• **PASSAGE PROVIDED**
————————
Saint of the Week (7/28/13 – 8/3/13)

Posted by on July 29, 2013

We are starting a new weekly series, called (You guessed it) “Saint of the Week”. Every Monday, Dei Gratia (By the Grace of God), we will post a new article on the Saint whose feast day is that week. We will try to mix it up, by featuring some Saints who are well known, and some Saints who may not be as famous. Without further ado, here is our 1st Saint of the Week:

St. Ignatius of Loyola (Founder of the Jesuits)

Feast Day: July 31


Ignatius was born Iñigo in the family castle located in Guipúzcoa, Spain. The youngest of 13 children, he joined the Spanish army in 1517, and spent the next few years fighting the French. In 1521, while leading the defense of Pamplona against the french, a cannon ball smashed into his right shin, breaking it. He was taken to his father’s castle of Loyola, where he had been born. After undergoing a painful operation involving his leg being re-broken, set, and having to have a protruding bone sawed off, Iñigo was confined to his bed. Bored, he requested a book – a tale of knightly adventures, one that would please him the most. When such a book could not be found in the castle, he had to content himself to reading a book about the saints and their miracles, and another about the life of Christ. At first, these works pleased him little, but gradually he began to dream of a different kind of glory than human fame – Iñigo began to dream of the glory won by the saints in their service to Christ.
————————
• **RECORDED DATA**

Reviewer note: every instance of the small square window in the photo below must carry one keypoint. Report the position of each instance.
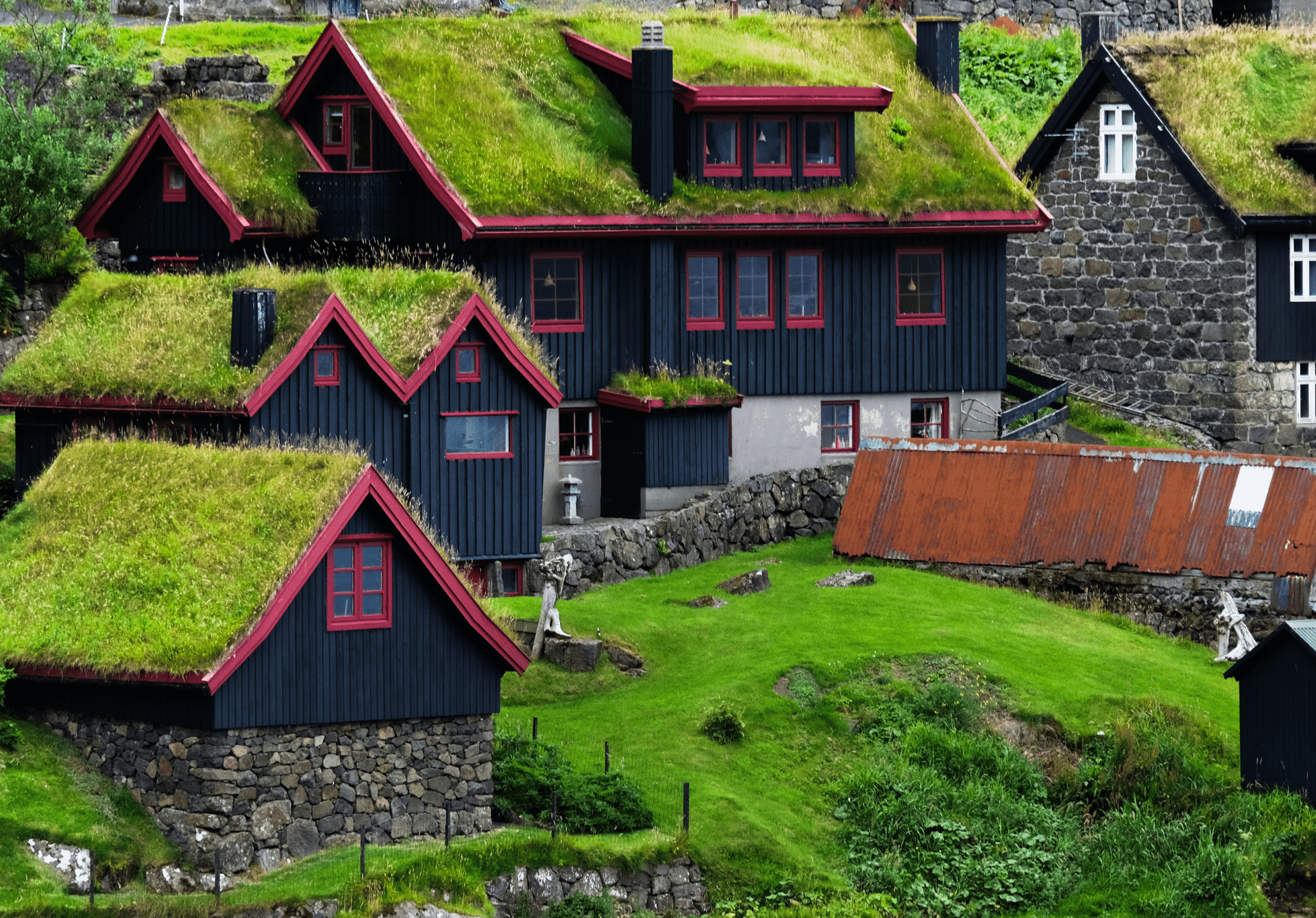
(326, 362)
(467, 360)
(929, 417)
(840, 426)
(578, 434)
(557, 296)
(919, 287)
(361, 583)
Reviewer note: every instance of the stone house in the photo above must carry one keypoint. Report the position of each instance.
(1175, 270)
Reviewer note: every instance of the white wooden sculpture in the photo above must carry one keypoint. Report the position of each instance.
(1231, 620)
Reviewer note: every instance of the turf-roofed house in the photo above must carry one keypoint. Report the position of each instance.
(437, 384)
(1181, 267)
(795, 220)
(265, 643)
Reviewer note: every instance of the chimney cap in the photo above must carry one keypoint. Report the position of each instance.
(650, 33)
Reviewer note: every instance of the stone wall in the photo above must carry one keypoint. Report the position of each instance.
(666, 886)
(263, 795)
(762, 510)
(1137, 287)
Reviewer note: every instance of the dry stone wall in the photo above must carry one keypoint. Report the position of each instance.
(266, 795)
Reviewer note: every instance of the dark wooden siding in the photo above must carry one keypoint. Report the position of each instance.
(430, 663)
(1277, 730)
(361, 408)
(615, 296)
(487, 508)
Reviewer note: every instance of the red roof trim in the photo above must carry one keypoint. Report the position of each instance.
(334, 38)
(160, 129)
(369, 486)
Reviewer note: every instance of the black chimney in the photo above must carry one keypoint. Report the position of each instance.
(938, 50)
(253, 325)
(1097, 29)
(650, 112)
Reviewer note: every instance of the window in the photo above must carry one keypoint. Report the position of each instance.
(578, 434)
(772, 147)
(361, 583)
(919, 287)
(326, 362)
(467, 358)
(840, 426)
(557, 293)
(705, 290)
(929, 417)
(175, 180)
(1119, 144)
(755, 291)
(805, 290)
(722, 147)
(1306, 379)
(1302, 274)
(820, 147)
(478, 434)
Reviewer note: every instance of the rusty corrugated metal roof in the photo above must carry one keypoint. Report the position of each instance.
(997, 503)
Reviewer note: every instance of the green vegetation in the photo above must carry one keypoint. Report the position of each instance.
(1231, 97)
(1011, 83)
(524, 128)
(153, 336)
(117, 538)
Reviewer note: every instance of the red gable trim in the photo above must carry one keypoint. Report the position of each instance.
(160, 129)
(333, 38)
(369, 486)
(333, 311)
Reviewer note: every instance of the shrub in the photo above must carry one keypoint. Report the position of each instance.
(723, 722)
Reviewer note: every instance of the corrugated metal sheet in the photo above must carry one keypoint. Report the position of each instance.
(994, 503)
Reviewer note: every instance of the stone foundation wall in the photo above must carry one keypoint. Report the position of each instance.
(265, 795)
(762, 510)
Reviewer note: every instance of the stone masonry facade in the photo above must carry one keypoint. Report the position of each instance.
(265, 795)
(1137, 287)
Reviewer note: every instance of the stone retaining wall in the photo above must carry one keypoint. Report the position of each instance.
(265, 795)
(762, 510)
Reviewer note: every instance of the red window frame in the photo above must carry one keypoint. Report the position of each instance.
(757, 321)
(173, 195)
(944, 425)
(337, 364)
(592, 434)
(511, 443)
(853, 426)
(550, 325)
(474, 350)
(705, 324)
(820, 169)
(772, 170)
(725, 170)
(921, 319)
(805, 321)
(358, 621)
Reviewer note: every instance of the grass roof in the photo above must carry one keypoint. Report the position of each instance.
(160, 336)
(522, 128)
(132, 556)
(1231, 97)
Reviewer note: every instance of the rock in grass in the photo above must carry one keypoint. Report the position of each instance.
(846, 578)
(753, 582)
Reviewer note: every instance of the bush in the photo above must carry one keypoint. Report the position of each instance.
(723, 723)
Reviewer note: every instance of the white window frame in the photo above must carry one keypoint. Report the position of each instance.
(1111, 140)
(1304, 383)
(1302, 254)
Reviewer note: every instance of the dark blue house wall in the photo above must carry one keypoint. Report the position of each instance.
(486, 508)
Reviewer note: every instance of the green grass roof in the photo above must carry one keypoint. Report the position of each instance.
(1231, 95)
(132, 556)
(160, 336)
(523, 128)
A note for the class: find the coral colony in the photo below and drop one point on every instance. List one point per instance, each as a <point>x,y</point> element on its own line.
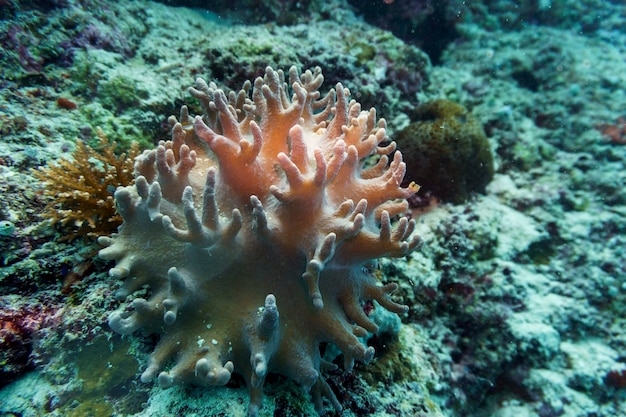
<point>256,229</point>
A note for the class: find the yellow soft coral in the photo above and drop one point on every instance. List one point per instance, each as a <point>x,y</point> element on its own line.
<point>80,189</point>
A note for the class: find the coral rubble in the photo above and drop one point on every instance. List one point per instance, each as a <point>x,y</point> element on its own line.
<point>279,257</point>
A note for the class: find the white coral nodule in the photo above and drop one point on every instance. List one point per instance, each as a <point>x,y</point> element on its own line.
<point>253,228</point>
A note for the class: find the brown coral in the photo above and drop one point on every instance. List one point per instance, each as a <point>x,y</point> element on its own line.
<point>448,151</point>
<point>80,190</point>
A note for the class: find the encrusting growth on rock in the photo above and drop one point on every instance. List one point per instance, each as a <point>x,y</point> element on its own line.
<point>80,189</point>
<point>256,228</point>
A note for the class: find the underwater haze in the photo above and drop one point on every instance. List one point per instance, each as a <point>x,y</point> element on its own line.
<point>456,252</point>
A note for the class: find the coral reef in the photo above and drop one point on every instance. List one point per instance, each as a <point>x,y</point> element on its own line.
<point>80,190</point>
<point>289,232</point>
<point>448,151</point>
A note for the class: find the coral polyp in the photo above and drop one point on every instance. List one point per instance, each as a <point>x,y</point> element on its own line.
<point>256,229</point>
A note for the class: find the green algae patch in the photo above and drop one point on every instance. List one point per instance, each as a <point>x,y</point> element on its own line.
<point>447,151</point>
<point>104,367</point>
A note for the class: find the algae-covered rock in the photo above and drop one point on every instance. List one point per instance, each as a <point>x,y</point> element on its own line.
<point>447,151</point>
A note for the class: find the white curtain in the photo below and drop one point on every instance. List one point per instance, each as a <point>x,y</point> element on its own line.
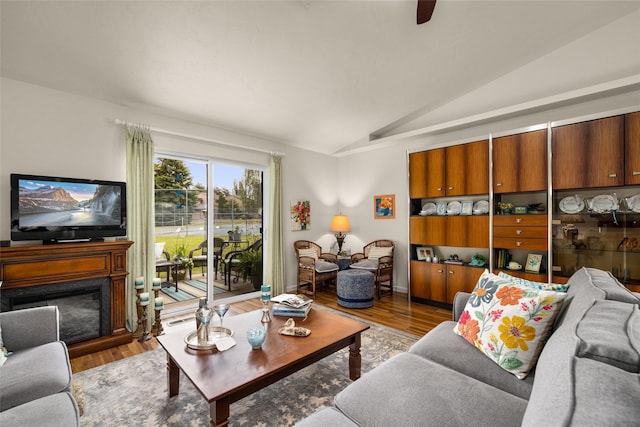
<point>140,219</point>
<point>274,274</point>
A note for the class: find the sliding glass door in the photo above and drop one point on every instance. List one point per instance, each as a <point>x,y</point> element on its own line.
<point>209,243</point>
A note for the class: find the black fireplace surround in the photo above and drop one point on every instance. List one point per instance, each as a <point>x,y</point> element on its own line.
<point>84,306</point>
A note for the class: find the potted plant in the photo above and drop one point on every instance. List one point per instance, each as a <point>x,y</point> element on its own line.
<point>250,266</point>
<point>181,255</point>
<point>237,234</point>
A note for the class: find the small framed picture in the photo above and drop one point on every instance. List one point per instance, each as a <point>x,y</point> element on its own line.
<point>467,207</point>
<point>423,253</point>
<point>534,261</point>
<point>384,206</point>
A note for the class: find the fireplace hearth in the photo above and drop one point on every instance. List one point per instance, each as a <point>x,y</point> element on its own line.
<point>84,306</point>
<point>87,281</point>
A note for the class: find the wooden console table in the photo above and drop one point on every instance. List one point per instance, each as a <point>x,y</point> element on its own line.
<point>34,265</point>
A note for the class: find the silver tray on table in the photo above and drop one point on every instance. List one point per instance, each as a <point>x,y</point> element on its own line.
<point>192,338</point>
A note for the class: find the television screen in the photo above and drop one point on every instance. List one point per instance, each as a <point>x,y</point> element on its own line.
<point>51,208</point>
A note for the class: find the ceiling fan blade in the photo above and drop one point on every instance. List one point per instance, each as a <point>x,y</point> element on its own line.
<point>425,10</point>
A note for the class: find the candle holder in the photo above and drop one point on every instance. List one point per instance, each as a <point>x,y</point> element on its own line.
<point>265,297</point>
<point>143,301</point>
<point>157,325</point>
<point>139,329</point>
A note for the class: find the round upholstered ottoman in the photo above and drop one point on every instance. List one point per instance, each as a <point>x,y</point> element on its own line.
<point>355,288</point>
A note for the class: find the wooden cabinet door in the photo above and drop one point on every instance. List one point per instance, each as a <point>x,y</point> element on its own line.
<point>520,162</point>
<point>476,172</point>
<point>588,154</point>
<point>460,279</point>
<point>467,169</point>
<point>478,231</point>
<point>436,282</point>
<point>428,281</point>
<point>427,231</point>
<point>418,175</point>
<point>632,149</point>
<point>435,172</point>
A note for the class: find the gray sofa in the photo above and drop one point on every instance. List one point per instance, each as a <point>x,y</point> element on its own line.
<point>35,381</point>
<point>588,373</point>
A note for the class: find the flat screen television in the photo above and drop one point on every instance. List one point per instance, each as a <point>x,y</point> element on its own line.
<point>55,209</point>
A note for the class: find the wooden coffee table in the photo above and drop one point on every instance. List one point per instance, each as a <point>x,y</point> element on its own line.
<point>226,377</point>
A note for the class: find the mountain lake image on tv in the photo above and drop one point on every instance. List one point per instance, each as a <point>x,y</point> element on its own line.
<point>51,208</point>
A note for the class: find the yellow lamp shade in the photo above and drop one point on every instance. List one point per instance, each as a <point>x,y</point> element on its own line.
————————
• **DIRECTIVES**
**a.** Translate this sentence from the Saint of the Week post into Spanish: "He was taken to his father’s castle of Loyola, where he had been born."
**b.** Name every place that the Saint of the Week post mentions by name.
**c.** Pick up the Saint of the Week post about St. Ignatius of Loyola right after its last sentence, and keep telling his story.

• **OUTPUTS FOR THE TASKS**
**a.** Lo llevaron al castillo de Loyola de su padre, donde había nacido.

**b.** Guipúzcoa, Spain, Pamplona, Loyola

**c.**
Iñigo began to live a life of penance. He made a pilgrimage to the Benedictine abbey of Montserrat. There abandoning his sword and all his dreams of military glory at the altar, he donned sackcloth – the poor dress of a pilgrim. he found a cave, and remained there for nearly the entire year of 1522.

The next year, now calling himself Ignatius, he set off an a pilgrimage to the Holy Land, and remained there, suffering many trials, until 1524. After studying at many different schools, he finished at the University of Paris, and received his degree at the age of 43. While at the University, he convinced some of his fellow students to spend time praying and doing acts of charity. They were inspired by Ignatius’ dream of going to the Holy Land and living as Christ did. On August 15, 1534, Ignatius and his companions took vows of poverty and chastity.

In 1537, the companions met in Venice to begin their journey to Palestine. However, they were unable to continue to continue their journey because of a war that was being fought against the Turks. Instead, the went to Rome, where they were eventually ordained priests. They awaited an opportunity to go to the Holy Land.

A whole year later, finding that they could still not travel to Palestine, the companions decided to offer their services to the Pope. They called themselves the Company of Jesus. Pope Paul III wanted to send Ignatius and his companions as missionaries to different parts of Europe. To carry this out more perfectly, and to continue their ideals after they died, the Company of Jesus decided to form a religious order.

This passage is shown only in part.